> [WHAT THE TASK ASKS]: Select every line below containing the word "construction".

Photo-based referring expression data:
——
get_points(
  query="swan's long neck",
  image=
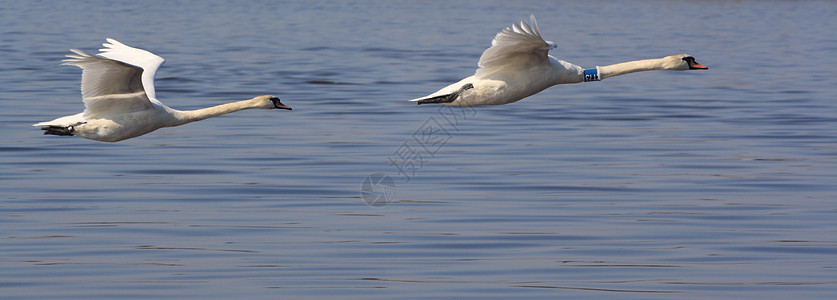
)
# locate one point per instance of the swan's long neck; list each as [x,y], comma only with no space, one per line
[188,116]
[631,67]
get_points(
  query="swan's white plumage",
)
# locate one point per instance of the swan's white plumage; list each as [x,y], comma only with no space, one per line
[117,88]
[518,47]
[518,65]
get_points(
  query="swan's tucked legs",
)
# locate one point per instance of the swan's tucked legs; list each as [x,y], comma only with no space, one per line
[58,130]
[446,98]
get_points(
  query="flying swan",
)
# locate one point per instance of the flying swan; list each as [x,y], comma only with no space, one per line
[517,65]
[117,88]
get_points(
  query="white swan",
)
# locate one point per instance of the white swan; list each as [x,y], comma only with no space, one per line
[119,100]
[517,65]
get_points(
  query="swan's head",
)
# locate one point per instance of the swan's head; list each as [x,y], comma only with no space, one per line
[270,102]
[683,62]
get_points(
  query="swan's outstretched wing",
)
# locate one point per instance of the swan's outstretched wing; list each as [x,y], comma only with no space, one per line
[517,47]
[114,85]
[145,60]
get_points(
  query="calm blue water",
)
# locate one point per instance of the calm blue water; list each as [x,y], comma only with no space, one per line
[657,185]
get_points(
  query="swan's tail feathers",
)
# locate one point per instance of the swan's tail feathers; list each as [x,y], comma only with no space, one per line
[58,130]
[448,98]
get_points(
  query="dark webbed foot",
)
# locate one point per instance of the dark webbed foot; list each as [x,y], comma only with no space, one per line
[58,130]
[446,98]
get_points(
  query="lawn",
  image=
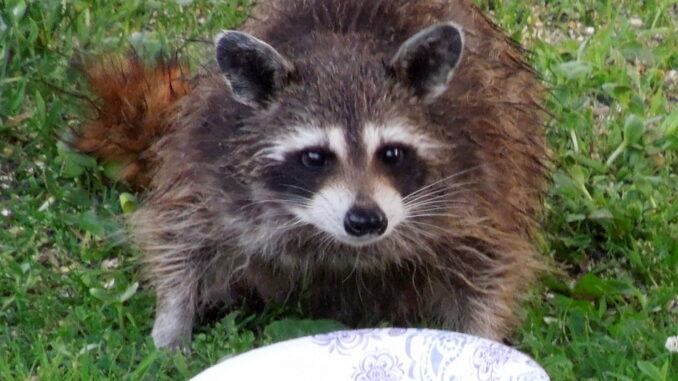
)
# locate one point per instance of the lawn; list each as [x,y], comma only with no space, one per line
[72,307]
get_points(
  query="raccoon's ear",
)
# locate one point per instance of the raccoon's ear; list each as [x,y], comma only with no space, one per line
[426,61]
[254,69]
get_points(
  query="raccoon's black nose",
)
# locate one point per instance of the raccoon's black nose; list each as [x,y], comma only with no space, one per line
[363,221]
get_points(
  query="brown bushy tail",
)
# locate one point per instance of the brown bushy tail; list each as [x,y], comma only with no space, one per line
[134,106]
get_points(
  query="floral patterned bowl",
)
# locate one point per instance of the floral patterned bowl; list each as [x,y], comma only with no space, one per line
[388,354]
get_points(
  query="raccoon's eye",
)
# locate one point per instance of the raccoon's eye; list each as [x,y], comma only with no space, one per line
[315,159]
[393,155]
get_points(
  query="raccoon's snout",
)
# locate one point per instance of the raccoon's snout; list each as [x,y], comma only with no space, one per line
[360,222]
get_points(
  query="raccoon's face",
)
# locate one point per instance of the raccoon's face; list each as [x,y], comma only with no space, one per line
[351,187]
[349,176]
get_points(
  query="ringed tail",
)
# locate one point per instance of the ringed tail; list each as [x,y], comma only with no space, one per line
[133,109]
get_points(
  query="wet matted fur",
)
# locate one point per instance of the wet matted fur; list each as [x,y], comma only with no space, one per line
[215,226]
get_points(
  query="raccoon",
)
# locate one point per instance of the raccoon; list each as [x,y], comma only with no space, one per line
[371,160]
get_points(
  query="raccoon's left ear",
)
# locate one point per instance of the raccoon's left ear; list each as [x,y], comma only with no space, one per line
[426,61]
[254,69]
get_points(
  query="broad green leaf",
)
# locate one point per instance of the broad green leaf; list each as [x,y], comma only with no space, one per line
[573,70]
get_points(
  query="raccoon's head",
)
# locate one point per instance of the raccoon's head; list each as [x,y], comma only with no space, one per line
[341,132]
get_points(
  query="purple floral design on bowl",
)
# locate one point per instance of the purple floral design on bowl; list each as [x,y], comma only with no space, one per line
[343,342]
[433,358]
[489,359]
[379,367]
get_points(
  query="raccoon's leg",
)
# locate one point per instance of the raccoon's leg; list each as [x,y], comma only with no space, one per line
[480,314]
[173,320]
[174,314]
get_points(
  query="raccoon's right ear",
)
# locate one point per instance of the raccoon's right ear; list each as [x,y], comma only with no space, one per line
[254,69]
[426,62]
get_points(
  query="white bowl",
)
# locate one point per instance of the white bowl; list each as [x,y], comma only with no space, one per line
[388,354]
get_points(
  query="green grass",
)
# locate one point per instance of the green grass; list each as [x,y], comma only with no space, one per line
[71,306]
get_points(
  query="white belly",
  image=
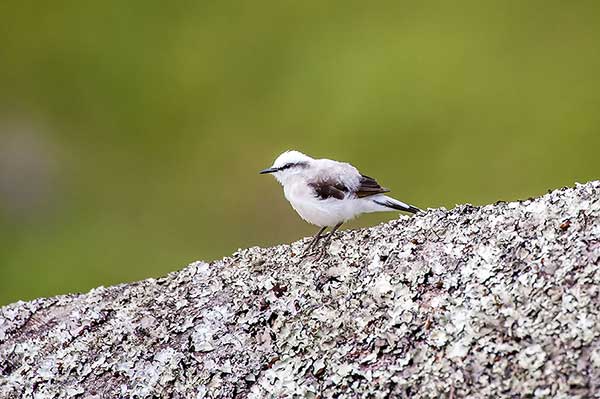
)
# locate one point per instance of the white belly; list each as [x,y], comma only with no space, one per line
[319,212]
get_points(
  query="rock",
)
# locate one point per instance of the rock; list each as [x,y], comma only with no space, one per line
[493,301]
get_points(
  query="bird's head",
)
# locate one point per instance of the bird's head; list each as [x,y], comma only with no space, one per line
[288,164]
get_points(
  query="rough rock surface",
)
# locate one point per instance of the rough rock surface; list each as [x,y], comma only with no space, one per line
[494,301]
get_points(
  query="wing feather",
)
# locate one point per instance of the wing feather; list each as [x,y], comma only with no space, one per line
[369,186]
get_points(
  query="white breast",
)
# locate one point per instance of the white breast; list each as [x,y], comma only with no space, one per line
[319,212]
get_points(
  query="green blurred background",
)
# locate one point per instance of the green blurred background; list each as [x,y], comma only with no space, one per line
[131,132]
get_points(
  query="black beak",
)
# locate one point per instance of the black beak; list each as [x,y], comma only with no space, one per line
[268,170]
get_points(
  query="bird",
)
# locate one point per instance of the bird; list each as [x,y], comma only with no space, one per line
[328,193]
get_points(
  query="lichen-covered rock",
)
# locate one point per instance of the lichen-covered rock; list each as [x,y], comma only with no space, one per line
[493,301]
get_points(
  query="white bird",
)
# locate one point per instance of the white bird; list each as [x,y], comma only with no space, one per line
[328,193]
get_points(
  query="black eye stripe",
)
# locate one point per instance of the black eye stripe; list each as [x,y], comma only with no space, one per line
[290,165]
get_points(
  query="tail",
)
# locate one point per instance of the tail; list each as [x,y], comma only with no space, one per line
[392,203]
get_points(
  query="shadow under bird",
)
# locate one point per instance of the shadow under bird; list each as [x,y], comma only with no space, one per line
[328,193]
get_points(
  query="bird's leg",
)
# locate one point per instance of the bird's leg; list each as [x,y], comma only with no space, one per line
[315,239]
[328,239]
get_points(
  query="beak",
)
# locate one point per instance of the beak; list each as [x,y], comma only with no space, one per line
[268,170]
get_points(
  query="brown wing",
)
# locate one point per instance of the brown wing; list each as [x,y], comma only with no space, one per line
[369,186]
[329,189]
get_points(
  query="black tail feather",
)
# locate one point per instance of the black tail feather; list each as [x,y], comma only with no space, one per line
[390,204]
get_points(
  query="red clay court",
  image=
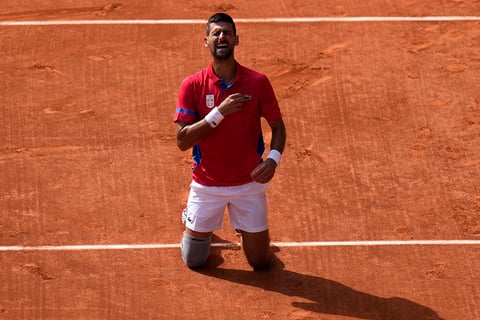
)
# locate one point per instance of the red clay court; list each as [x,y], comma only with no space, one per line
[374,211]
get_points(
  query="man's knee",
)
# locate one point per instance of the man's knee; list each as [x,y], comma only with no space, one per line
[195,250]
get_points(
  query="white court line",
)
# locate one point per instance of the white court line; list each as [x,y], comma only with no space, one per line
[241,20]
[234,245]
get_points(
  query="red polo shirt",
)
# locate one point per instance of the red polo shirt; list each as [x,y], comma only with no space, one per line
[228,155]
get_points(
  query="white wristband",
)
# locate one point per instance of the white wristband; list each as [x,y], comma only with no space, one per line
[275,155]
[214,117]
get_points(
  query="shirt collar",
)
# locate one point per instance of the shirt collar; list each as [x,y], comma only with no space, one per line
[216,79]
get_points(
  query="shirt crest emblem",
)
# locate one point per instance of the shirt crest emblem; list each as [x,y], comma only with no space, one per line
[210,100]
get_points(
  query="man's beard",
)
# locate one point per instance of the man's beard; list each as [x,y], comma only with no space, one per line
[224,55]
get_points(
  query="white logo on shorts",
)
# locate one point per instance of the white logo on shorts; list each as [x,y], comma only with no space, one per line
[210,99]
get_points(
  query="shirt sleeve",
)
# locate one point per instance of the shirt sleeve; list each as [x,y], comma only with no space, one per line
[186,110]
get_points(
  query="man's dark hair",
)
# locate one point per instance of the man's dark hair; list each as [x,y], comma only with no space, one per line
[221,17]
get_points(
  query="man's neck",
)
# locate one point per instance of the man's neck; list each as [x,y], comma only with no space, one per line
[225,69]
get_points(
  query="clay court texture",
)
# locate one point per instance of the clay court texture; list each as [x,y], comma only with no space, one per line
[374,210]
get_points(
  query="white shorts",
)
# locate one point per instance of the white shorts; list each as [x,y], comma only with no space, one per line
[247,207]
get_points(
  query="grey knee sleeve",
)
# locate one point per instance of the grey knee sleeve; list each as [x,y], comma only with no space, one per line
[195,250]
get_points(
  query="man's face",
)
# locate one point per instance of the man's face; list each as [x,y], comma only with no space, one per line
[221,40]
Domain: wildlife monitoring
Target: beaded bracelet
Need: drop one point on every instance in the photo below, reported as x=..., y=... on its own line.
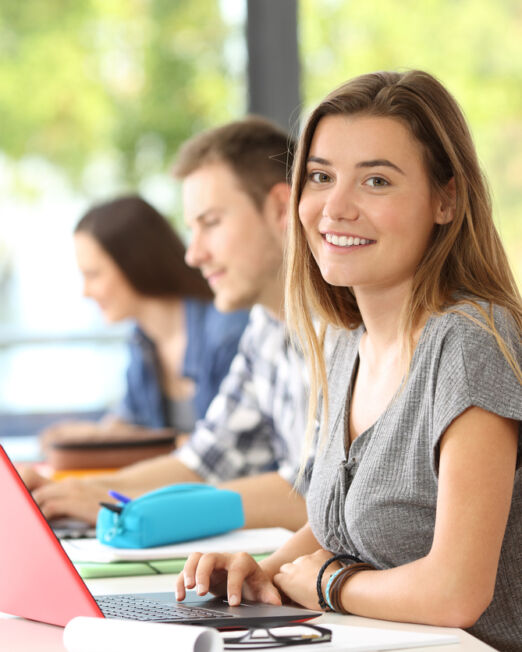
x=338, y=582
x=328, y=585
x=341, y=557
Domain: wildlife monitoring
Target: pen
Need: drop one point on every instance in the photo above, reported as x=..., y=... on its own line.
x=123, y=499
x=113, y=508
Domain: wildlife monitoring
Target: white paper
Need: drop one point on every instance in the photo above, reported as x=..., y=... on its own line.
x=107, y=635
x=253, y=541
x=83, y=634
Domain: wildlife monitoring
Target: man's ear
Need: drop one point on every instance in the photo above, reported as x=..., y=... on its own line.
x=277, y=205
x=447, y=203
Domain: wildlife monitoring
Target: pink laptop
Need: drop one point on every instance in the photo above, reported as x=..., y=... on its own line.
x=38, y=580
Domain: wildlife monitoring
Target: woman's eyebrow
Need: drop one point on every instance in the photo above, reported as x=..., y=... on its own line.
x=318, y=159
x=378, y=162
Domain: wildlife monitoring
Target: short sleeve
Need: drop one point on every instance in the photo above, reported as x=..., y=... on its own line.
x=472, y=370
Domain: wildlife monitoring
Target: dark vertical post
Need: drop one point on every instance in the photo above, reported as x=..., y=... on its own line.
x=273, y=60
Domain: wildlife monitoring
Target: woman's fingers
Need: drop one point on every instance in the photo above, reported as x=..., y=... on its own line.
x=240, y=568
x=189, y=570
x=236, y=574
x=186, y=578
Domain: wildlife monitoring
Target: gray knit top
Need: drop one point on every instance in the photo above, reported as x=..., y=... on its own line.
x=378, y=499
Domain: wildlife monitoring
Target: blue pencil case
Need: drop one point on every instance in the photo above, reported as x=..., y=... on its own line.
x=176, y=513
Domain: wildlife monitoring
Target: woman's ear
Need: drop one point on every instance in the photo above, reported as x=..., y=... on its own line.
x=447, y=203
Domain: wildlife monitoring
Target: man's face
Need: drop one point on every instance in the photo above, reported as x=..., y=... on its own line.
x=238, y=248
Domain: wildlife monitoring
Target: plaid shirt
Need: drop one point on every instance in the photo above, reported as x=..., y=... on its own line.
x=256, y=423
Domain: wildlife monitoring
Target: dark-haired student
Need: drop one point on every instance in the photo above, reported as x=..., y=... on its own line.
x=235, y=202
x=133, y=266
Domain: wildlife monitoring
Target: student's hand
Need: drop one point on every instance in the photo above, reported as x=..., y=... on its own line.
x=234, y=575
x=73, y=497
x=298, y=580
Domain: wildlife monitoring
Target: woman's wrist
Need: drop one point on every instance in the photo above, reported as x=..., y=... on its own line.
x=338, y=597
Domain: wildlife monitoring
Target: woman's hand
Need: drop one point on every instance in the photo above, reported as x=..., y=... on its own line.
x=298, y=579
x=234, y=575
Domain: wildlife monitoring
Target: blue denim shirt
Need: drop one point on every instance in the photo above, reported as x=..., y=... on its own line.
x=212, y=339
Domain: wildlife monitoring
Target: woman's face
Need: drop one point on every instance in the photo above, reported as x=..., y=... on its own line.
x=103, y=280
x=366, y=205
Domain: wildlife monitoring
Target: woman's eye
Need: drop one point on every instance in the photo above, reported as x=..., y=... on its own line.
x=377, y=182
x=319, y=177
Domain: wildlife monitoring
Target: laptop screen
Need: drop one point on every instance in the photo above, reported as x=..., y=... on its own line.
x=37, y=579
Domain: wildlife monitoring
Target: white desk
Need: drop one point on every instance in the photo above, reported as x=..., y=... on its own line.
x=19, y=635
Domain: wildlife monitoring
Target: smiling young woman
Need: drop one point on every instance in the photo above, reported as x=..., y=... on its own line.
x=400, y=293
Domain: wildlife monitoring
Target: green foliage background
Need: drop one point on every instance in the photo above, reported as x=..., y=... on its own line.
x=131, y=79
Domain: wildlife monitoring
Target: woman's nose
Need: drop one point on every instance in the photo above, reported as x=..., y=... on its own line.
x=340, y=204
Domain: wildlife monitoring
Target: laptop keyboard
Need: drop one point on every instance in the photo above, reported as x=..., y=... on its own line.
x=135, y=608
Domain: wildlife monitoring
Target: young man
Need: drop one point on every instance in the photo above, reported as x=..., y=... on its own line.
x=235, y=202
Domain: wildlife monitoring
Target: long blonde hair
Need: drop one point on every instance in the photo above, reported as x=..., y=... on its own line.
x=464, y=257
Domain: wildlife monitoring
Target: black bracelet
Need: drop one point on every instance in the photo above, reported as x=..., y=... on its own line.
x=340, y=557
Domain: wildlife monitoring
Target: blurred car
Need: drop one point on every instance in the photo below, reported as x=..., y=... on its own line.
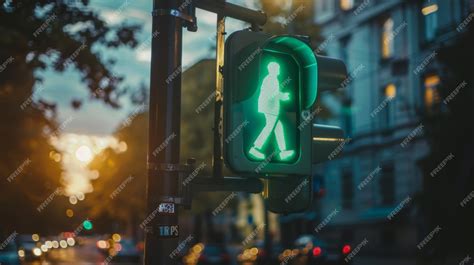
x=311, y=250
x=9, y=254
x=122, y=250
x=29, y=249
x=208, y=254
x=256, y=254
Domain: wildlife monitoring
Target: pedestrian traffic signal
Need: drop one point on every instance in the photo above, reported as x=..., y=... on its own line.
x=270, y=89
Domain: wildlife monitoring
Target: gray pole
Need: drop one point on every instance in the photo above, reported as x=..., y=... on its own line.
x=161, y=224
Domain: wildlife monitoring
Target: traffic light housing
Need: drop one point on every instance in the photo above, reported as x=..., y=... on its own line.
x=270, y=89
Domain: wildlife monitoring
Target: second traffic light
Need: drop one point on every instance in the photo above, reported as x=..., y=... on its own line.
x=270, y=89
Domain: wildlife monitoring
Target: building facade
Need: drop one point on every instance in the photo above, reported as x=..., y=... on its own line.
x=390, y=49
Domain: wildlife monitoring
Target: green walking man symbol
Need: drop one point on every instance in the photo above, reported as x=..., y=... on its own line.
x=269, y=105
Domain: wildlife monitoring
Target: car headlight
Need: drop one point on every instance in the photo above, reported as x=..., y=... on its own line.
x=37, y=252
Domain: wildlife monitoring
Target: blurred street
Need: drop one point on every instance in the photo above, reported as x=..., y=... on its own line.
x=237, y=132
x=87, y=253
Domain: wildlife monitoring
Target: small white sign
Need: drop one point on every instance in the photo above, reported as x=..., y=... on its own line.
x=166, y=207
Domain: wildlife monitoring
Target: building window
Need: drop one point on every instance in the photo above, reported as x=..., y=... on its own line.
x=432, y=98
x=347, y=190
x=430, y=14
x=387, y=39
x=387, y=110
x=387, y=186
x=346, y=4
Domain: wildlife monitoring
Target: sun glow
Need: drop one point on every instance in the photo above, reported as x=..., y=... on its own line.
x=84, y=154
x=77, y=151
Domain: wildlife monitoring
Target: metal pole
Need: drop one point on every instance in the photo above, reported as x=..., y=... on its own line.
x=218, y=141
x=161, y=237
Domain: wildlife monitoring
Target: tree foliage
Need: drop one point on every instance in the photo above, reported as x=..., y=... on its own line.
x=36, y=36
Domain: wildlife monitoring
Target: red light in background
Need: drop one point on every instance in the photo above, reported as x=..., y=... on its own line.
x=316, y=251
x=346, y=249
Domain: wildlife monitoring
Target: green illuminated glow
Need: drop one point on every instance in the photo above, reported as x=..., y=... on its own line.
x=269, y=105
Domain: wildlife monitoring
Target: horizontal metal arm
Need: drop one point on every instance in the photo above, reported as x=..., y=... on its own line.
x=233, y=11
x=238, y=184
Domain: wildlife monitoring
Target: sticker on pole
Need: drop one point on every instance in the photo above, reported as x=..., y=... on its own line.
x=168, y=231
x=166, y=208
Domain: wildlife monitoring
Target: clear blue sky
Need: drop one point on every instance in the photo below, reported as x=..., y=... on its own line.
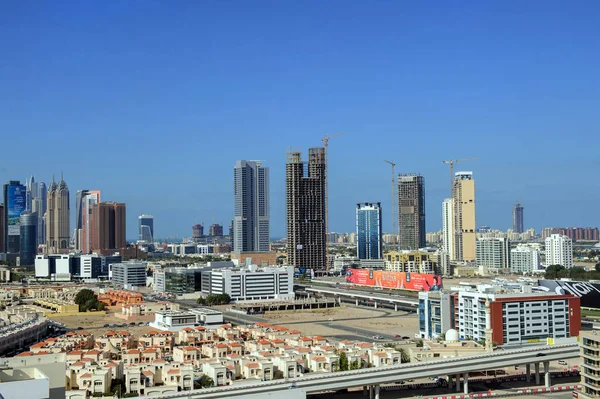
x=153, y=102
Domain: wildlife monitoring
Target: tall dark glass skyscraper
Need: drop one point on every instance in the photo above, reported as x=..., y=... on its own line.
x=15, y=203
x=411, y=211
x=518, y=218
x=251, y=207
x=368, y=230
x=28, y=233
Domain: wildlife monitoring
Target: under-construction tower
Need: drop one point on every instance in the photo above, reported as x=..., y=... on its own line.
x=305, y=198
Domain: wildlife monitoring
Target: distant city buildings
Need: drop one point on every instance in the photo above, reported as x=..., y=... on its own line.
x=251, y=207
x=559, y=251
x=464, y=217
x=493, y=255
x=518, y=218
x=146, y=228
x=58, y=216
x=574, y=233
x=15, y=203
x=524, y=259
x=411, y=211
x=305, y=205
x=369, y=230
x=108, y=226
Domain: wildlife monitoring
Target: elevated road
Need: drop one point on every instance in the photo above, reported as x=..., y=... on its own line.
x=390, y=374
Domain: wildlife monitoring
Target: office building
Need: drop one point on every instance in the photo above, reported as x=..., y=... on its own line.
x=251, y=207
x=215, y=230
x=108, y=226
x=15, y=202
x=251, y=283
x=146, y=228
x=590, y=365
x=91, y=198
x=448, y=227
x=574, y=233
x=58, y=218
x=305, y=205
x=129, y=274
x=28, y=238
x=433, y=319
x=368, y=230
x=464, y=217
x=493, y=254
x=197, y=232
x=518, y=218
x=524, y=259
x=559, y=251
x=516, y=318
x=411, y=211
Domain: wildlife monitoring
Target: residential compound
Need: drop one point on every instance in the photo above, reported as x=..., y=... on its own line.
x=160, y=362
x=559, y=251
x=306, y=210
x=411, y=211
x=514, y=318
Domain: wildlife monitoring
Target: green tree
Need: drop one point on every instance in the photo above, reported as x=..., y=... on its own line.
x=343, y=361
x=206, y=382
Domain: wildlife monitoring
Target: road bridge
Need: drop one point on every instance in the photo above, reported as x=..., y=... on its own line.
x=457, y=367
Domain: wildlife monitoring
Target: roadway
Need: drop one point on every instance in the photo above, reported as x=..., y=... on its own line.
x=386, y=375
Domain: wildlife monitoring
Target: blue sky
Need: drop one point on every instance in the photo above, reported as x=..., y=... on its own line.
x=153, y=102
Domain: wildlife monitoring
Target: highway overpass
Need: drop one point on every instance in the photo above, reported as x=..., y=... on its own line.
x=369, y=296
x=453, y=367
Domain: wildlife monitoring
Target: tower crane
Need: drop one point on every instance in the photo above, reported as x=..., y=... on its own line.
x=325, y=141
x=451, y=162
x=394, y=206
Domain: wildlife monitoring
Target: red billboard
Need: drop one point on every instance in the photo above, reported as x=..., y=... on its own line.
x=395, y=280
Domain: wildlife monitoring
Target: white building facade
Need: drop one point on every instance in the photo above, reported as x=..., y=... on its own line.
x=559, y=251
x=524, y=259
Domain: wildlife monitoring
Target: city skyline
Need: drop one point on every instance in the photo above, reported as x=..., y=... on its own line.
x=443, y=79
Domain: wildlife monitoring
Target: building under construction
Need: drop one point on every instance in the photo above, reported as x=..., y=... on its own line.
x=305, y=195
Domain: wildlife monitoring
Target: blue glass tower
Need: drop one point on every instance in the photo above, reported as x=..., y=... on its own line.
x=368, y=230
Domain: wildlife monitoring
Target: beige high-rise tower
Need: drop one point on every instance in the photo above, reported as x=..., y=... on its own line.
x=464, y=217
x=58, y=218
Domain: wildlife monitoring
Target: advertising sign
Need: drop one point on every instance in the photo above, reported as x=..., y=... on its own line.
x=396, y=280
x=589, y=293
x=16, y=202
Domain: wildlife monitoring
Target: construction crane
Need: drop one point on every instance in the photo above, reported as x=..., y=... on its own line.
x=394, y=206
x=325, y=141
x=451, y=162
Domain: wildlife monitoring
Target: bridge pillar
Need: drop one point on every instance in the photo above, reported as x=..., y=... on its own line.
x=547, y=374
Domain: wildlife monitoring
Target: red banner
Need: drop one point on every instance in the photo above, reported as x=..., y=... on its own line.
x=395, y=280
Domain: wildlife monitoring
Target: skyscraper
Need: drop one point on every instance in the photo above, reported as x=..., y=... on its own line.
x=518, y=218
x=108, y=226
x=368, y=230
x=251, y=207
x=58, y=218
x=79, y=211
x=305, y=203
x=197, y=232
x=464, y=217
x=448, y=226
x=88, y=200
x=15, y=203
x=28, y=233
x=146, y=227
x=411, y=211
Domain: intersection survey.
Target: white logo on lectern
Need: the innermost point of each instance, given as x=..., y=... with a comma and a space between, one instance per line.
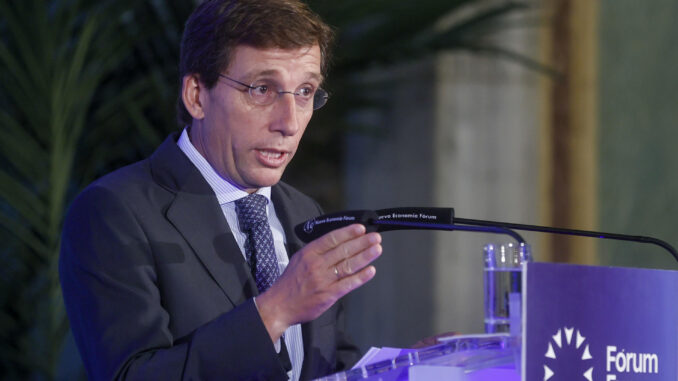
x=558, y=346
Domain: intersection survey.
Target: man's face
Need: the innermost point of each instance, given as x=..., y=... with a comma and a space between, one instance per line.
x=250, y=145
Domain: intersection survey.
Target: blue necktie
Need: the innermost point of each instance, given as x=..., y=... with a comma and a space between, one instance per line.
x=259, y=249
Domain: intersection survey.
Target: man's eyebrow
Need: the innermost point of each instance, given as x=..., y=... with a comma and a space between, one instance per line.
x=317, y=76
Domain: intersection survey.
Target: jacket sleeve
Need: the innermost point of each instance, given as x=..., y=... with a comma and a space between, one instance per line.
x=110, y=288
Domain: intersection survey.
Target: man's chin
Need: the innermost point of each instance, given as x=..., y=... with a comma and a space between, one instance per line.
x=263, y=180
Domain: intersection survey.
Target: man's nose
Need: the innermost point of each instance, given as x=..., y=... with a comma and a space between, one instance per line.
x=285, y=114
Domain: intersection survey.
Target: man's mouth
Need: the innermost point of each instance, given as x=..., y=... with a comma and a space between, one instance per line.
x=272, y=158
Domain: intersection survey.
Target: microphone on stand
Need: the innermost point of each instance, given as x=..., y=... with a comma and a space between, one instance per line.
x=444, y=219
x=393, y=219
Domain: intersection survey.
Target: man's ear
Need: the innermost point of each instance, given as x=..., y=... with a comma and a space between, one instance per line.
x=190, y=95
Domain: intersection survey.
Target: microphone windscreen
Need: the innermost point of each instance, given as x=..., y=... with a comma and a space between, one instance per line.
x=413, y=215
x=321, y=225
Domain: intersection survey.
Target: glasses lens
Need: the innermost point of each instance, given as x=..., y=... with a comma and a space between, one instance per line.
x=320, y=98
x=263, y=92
——
> [REPLY]:
Target: under-construction tower
Target: building under construction
Target: construction crane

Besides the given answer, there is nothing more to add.